Problem
For the data below, report only the number of lines containing the string "segment".

───── The data

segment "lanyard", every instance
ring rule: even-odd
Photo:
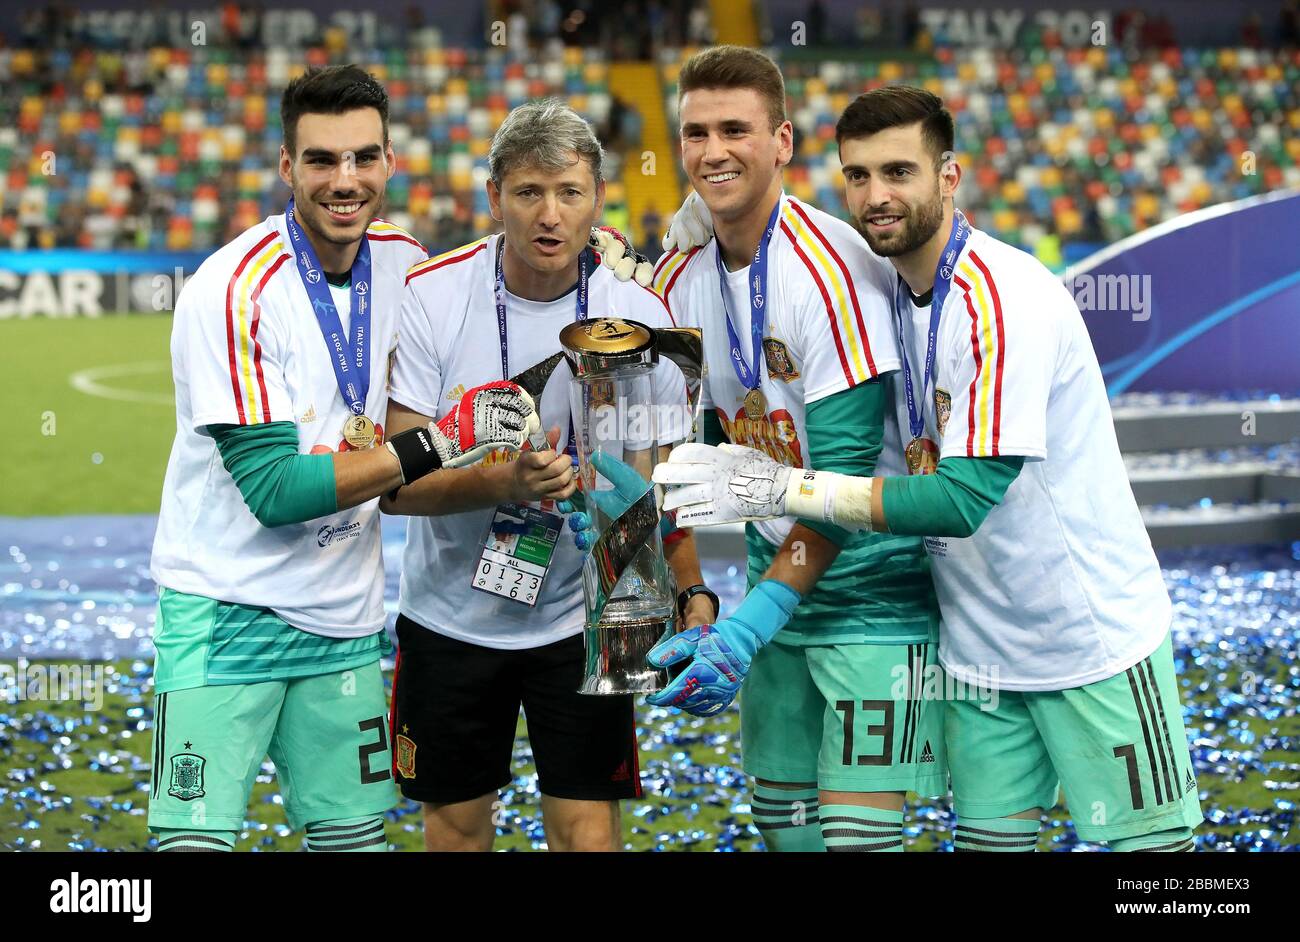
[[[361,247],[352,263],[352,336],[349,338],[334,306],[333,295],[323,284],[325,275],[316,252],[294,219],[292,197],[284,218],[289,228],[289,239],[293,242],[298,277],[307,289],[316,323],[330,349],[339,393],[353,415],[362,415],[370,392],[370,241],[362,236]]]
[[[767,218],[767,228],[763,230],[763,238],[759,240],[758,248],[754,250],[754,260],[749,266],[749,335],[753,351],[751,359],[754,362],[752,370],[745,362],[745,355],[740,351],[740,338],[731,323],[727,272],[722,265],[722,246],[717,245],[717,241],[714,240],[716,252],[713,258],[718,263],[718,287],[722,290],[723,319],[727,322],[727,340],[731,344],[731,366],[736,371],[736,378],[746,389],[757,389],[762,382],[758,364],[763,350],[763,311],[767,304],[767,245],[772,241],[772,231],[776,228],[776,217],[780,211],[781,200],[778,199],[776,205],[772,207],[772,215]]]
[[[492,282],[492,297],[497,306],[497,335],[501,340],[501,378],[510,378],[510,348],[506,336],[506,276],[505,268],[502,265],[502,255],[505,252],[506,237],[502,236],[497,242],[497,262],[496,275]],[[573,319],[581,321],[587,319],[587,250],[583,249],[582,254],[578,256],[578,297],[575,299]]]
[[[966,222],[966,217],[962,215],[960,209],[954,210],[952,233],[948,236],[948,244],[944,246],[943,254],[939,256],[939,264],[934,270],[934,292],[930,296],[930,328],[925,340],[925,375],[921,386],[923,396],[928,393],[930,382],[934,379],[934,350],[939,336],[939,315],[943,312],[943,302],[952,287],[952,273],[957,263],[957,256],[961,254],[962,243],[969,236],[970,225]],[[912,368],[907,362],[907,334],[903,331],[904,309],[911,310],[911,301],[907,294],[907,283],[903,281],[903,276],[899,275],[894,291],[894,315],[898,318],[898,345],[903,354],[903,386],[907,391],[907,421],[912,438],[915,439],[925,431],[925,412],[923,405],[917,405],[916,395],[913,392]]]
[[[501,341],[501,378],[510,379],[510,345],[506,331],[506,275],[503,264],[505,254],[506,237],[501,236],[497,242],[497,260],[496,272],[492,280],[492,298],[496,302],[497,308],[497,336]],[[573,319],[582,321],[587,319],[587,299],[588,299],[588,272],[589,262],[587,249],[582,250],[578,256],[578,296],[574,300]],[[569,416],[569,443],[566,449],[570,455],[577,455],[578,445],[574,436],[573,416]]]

──────────
───── The data

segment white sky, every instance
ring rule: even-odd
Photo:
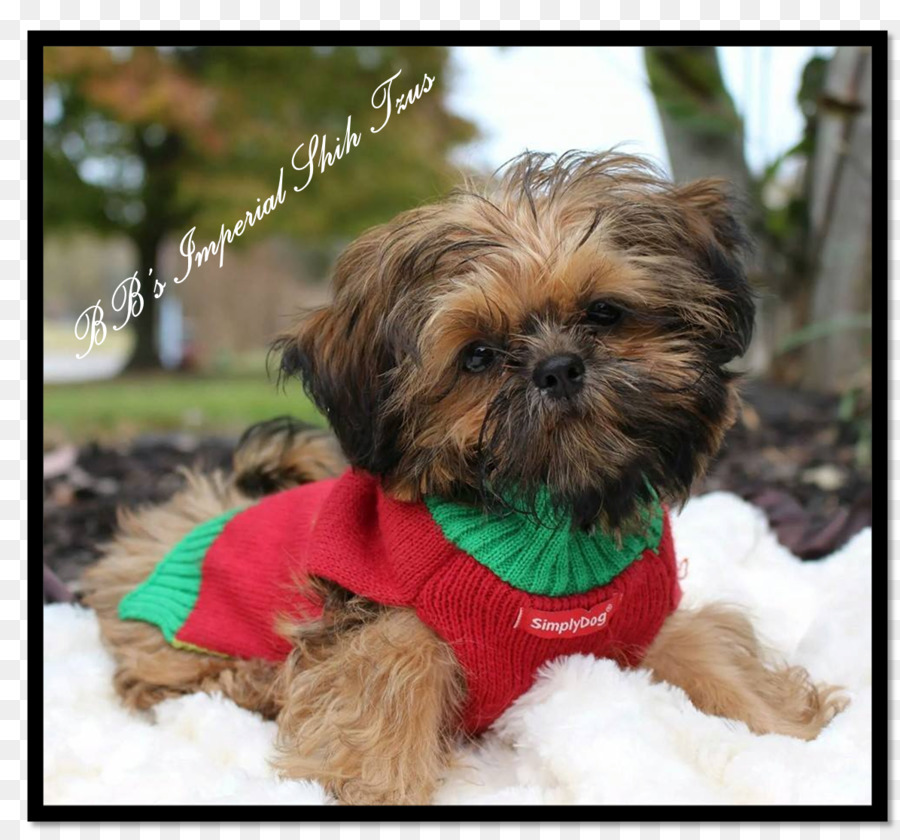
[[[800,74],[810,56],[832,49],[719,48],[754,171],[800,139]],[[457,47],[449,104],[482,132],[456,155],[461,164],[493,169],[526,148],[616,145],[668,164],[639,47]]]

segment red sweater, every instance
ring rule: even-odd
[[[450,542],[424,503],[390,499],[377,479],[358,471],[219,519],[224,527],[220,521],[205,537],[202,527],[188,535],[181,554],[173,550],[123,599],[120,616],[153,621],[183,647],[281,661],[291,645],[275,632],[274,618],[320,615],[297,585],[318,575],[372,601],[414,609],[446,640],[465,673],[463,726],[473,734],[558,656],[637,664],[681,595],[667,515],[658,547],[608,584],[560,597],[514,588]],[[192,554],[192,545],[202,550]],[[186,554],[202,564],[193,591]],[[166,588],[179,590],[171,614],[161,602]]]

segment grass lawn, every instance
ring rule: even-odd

──────────
───── The data

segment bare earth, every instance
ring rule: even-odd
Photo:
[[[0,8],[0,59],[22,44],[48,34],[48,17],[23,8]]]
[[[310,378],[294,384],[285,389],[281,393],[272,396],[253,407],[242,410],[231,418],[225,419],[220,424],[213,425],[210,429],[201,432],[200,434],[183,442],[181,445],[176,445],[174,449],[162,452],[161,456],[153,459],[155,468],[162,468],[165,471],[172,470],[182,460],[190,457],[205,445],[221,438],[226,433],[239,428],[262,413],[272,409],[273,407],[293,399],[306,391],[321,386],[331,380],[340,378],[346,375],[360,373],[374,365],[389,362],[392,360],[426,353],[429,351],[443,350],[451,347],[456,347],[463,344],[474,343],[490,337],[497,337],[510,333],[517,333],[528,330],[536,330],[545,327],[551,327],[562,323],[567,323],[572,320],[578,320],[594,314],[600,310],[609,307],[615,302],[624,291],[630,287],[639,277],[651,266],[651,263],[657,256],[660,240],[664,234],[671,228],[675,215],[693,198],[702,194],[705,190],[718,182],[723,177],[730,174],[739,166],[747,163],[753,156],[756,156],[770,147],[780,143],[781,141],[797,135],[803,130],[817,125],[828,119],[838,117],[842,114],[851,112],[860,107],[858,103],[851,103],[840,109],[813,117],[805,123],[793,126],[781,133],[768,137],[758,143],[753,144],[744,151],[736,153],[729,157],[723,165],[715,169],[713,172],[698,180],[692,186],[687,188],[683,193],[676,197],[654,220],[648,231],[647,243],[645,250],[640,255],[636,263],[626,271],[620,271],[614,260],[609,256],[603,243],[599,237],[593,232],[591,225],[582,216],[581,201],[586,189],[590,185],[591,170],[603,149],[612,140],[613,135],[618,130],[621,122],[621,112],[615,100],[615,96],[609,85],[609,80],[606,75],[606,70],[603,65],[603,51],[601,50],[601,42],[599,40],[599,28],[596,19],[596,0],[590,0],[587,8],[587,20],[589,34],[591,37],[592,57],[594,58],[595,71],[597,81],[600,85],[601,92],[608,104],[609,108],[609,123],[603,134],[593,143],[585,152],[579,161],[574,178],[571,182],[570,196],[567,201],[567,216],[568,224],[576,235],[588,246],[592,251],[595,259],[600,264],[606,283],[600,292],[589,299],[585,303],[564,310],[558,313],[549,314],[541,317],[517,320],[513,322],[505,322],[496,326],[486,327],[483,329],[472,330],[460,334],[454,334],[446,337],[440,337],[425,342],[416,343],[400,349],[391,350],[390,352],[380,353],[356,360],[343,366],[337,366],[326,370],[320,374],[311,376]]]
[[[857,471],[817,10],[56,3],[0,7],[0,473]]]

──────────

Task response
5